Assignment:
At the line containing "In the photo above, where can the white", begin retyping, and continue word for word until the records below run out.

Saved entries
Start of Block

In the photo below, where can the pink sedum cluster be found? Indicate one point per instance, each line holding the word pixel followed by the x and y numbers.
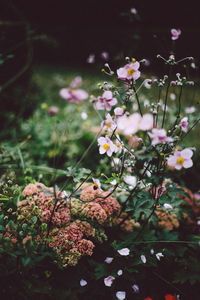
pixel 40 202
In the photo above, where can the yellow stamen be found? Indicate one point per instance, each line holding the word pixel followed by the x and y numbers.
pixel 108 124
pixel 130 72
pixel 106 146
pixel 180 160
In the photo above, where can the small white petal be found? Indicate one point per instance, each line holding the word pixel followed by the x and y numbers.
pixel 83 282
pixel 124 251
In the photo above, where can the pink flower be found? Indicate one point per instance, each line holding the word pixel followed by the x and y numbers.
pixel 184 124
pixel 175 33
pixel 106 146
pixel 109 280
pixel 53 110
pixel 118 111
pixel 106 101
pixel 76 96
pixel 181 159
pixel 133 10
pixel 118 145
pixel 108 124
pixel 190 110
pixel 129 72
pixel 96 183
pixel 91 59
pixel 105 55
pixel 158 136
pixel 108 260
pixel 124 251
pixel 76 82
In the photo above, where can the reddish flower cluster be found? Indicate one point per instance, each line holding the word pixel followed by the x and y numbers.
pixel 40 202
pixel 101 207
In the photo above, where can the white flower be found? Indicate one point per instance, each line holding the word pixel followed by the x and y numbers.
pixel 124 251
pixel 83 282
pixel 121 295
pixel 167 206
pixel 108 260
pixel 109 280
pixel 130 180
pixel 159 255
pixel 119 272
pixel 106 145
pixel 143 259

End of Block

Answer to this problem:
In the photo above, where can the white flower be found? Indicate one point per instance, each line holding the word pixel followed by the x and y numbers.
pixel 124 251
pixel 83 282
pixel 121 295
pixel 167 206
pixel 108 260
pixel 109 280
pixel 130 180
pixel 159 255
pixel 119 272
pixel 106 145
pixel 143 259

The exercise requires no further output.